--- Prompt ---
Print the stretch of the Halloween decorations forum thread below from "That sounds like" through "once in awhile.", copying it word for word.

--- Extract ---
══════════
Hey, our Micheal's is sold out already of most of the big buildings/table pieces and said they wouldn't be getting anymore for the season. Such a drag. Has this happened for you guys?


----------



## scavengerhaunt (Aug 7, 2007)

on the pirate peices it has but that is it. the prison is everywhere for us as are most other peices. the things i cant find are the lighted tombstones.


----------



## DeadEnd (Nov 10, 2006)

We'en12amEternal said:


> Agreed, the audio loops get old really quick. Usually only turn them on for guests, and at that one at a time.
> 
> *DeadEand*, I had to get the _Witche's R n' R_ too, such a unique piece. The kids want to get the vampire lair, and I'm thinkin' the prison is pretty cool.
> 
> Hey, our Micheal's is sold out already of most of the big buildings/table pieces and said they wouldn't be getting anymore for the season. Such a drag. Has this happened for you guys?



Our Michael's still has a really large amount of stock on all the Spooky Town items, of course, give 'em time...I'm sure as more people start heading out and checking out Halloween decorations and such, they'll eventually have nothing at all.


----------



## jbrimaco (Oct 6, 2003)

Wow,

that was fast to be out of merchandise before September. Perhaps they should order more! 

Halloween is the second most decorated holiday. It is number one around my haunt!


----------



## DeadEnd (Nov 10, 2006)

jbrimaco said:


> Wow,
> 
> that was fast to be out of merchandise before September. Perhaps they should order more!
> 
> Halloween is the second most decorated holiday. It is number one around my haunt!


That sounds like our house!  I'll never understand retailers who wait until the end of September to put out Halloween items and then have them off the shelves before the end of October to make way for Christmas items. Don't they realize the potential sales they are missing out on? Especially for us Halloween fanatics that shop year round?! LOL


----------



## Pumpkinprincess (Aug 8, 2007)

I was told at Michaels that if you sign up on their website they send mail coupons. I guess I must have signed up, because I get those 50% coupons every once in awhile.

I think they should have some type of switchboard or something that would allow the animated ones to play at random, like a shuffle. The soundtrack gets annoying, wish you could just play the music.


----------



## ironmaiden (Aug 5, 2003)

scavengerhaunt said:


> on the pirate peices it has but that is it. the prison is everywhere for us as are most other peices. the things i cant find are the lighted tombstones.


 I picked up the Lighted Tombstones at AC Moore for $8. Then get them outta the package and only one lights up, the other three are flickering weakly. I was getting pretty peeved, didnt feel like driving back to exchange them.

Hubby to the rescue, he tracked down the particular tombstone that was malfunctioning, took it apart and got them working again. 


Bless that man...
══════════
--- Source excerpt ---
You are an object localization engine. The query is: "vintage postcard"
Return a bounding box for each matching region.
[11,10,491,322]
══════════
--- Response to this exercise ---
That sounds like our house!  I'll never understand retailers who wait until the end of September to put out Halloween items and then have them off the shelves before the end of October to make way for Christmas items. Don't they realize the potential sales they are missing out on? Especially for us Halloween fanatics that shop year round?! LOL


----------



## Pumpkinprincess (Aug 8, 2007)

I was told at Michaels that if you sign up on their website they send mail coupons. I guess I must have signed up, because I get those 50% coupons every once in awhile.